#### Exercise brief:
Could you reproduce the lines below from the one with "the red object" through the one with "of the sea."? Keep both ends and add nothing.

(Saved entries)
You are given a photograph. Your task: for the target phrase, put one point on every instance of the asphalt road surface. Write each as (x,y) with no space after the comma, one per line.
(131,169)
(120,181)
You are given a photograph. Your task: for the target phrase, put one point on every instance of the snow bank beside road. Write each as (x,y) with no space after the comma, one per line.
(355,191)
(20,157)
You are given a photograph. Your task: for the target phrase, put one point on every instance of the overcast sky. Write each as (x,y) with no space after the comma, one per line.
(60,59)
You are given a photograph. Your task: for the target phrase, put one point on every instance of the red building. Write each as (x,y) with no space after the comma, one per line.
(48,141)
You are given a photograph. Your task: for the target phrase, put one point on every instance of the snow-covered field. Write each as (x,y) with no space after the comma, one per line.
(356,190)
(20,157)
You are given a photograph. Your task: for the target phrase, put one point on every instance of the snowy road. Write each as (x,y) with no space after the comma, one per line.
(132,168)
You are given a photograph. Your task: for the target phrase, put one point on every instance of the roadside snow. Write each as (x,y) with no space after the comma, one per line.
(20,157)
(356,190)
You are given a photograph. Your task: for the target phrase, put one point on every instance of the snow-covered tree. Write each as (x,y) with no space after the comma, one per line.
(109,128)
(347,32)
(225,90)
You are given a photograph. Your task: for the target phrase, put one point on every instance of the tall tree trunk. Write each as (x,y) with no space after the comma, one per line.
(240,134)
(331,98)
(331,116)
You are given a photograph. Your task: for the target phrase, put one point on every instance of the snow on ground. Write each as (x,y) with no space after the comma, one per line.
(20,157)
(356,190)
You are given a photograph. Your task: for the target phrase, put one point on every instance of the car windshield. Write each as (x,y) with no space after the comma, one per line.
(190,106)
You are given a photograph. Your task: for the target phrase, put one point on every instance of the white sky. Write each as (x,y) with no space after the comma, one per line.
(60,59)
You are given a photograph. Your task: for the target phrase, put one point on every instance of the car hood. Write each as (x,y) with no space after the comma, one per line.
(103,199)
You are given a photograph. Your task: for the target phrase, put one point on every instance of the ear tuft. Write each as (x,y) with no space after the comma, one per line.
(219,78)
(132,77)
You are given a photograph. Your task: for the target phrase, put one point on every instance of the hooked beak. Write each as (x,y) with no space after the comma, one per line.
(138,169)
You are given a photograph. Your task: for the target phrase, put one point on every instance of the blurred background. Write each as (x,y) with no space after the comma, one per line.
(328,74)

---

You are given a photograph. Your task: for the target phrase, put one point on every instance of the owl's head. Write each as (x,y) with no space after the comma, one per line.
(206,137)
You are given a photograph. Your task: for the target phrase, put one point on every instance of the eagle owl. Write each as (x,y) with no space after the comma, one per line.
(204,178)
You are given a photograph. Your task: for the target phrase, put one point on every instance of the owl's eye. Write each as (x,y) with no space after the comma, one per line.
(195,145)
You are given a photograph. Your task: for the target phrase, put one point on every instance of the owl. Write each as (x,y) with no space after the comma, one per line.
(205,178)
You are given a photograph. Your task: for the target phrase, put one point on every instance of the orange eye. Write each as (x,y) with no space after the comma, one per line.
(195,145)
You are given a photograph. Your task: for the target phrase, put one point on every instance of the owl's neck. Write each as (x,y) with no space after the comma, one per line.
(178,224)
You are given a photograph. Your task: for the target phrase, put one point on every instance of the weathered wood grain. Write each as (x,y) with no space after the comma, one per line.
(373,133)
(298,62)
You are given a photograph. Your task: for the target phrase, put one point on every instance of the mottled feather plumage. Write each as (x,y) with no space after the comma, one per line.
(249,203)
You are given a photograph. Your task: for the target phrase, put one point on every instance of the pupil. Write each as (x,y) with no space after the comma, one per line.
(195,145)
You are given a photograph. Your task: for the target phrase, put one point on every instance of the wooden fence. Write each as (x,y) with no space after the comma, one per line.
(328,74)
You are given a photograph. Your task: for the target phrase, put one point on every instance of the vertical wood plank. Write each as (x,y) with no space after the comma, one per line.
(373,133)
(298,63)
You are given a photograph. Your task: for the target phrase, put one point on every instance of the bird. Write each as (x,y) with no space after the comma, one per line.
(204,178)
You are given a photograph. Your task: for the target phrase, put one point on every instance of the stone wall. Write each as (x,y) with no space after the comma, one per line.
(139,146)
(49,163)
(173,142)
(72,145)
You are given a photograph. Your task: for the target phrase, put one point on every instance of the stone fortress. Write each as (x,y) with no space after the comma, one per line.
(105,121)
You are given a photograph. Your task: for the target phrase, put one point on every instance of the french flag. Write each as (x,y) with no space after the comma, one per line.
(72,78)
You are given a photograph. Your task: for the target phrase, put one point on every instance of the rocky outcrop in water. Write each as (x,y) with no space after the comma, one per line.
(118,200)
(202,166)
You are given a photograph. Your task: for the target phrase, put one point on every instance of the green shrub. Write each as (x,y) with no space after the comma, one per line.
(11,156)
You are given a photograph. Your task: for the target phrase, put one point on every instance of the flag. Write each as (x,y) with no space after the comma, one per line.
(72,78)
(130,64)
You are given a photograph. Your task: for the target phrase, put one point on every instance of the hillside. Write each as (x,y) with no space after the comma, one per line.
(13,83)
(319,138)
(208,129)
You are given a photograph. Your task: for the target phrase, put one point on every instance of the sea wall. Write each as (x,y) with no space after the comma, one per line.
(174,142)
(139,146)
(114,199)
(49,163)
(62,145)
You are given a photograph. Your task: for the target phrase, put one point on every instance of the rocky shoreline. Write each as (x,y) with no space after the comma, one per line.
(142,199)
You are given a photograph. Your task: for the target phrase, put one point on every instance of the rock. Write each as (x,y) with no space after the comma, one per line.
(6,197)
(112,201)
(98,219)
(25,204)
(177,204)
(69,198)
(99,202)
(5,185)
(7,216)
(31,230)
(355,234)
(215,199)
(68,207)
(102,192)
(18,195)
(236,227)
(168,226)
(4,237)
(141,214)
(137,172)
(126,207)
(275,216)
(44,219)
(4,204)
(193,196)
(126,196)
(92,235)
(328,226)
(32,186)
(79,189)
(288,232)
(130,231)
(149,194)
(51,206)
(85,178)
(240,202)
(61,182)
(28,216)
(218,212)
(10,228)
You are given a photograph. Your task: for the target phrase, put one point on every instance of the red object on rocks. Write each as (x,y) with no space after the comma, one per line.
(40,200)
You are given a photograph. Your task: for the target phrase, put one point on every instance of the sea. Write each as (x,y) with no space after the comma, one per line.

#### Expected answer:
You are given a photograph. Your task: for the target phrase, put one point on every instance of the red object on rocks. Write each as (x,y) with no space after the comma, one per line.
(40,200)
You are given a photograph. Your task: for the target phrase, put one point on every instance of the sea. Write each as (x,y) with no space after the comma, one per line.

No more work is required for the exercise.